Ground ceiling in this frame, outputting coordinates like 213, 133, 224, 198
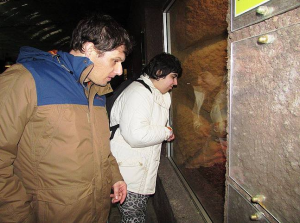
0, 0, 131, 61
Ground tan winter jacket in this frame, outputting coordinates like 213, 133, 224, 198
0, 47, 122, 223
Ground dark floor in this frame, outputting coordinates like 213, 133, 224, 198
108, 197, 158, 223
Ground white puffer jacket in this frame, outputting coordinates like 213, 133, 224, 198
110, 76, 172, 194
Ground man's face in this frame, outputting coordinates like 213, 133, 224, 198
154, 73, 178, 94
86, 45, 125, 86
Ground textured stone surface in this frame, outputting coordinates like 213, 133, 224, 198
173, 40, 227, 168
225, 2, 300, 222
170, 0, 227, 50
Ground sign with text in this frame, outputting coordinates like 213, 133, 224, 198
234, 0, 270, 17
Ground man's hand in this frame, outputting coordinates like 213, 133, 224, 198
110, 181, 127, 204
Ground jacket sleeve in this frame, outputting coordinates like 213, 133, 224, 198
120, 87, 170, 148
0, 64, 37, 222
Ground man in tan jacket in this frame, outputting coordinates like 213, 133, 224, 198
0, 15, 132, 223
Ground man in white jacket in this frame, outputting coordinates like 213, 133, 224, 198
110, 53, 182, 223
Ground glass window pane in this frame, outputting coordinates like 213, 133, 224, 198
166, 0, 228, 223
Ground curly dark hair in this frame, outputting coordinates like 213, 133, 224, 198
142, 53, 182, 80
70, 14, 133, 55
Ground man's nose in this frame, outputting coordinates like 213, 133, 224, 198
115, 63, 123, 76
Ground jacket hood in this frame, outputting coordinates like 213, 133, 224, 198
17, 46, 93, 81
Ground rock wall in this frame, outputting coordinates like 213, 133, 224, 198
170, 0, 228, 168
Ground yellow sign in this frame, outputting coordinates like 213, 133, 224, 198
234, 0, 270, 17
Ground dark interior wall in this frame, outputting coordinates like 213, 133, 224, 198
125, 0, 168, 77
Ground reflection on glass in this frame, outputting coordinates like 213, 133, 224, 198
168, 0, 228, 223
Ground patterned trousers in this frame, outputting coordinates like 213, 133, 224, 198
118, 191, 150, 223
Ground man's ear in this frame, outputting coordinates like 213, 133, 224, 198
82, 42, 95, 58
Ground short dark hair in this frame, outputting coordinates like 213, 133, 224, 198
142, 53, 182, 80
71, 14, 132, 55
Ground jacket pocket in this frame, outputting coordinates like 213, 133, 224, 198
37, 183, 93, 205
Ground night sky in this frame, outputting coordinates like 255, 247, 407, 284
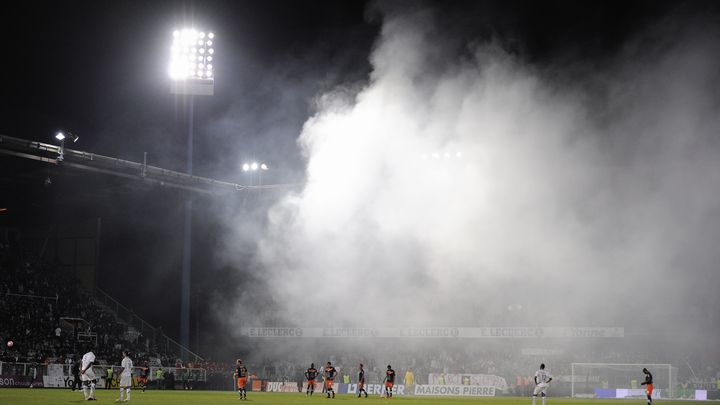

▶ [GOAL OF THE EXERCISE]
Switch "frame" to "image" throughout the stretch from the line containing "Ground dark interior" through the end of the records. Give back only those lines, with nothing else changed and the pictures left out.

▶ [RIGHT ANSWER]
Ground dark interior wall in this image, outputting coordinates like 213, 133, 224, 198
125, 0, 168, 77
Ground reflection on glass in this image, outputting coordinates like 213, 133, 224, 198
168, 0, 228, 223
Ground patterned trousers in this image, outputting coordinates like 213, 133, 224, 198
118, 191, 150, 223
Ground man's ear in this image, outputting coordinates like 213, 133, 224, 198
82, 42, 95, 58
Ground short dark hair in this image, outputting coordinates like 213, 133, 224, 198
142, 53, 182, 80
71, 14, 132, 55
Ground jacket pocket in this image, outputting coordinates like 213, 133, 224, 198
37, 183, 93, 205
Ground night sky in this image, outputting coordinates like 255, 247, 407, 284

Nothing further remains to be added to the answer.